§ **Exercise**
State how many lines of the records below contain the word "grassy", counting only exact matches of case, and give only the number.

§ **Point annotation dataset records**
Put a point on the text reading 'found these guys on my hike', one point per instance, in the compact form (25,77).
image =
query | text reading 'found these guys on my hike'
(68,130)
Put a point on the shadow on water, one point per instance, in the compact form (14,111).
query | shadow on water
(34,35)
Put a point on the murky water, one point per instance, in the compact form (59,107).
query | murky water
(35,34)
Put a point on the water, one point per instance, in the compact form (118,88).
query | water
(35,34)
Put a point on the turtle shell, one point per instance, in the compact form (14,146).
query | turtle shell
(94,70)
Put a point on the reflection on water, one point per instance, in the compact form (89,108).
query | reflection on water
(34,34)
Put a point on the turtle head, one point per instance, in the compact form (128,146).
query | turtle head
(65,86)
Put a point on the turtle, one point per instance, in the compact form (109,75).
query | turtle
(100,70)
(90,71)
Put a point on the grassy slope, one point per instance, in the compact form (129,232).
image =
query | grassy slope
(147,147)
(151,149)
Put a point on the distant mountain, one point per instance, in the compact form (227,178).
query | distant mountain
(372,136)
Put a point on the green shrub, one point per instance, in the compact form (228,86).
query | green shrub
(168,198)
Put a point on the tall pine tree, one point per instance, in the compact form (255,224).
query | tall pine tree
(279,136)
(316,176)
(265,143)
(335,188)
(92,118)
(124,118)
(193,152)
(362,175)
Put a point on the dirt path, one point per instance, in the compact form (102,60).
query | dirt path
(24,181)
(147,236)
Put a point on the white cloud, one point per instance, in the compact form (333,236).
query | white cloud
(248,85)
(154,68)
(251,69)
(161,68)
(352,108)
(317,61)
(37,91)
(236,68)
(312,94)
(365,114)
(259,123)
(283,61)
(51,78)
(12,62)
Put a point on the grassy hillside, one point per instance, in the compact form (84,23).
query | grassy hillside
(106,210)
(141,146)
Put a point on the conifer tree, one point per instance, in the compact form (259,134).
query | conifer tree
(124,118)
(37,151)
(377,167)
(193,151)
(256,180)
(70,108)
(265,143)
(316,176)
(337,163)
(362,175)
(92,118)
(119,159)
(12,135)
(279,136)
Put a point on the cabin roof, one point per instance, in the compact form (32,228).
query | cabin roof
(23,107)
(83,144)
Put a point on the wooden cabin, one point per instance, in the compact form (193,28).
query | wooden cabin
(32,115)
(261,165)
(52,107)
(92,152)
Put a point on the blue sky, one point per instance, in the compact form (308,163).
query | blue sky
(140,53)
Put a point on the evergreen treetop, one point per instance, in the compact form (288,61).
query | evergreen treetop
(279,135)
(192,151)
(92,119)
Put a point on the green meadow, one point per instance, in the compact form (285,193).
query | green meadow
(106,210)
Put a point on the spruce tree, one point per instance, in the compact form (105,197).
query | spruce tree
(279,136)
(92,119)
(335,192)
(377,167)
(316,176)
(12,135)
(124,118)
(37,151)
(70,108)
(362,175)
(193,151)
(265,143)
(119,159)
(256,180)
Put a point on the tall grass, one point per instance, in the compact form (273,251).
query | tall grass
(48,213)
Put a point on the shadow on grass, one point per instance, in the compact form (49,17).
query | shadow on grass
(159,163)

--

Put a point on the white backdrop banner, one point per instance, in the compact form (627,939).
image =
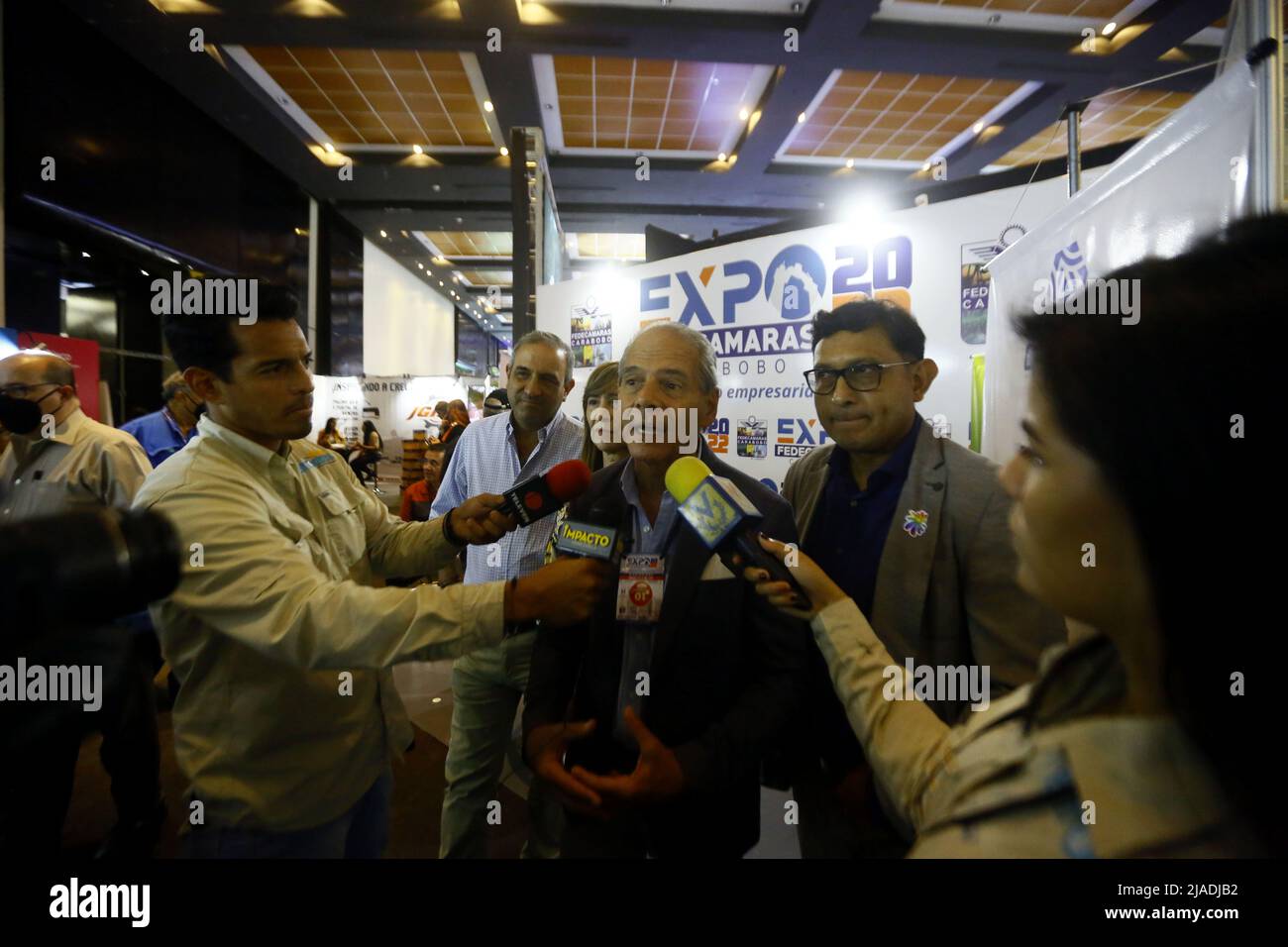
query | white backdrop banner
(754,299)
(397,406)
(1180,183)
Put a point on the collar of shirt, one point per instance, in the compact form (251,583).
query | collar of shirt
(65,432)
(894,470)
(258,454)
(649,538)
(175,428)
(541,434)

§ **Worked solution**
4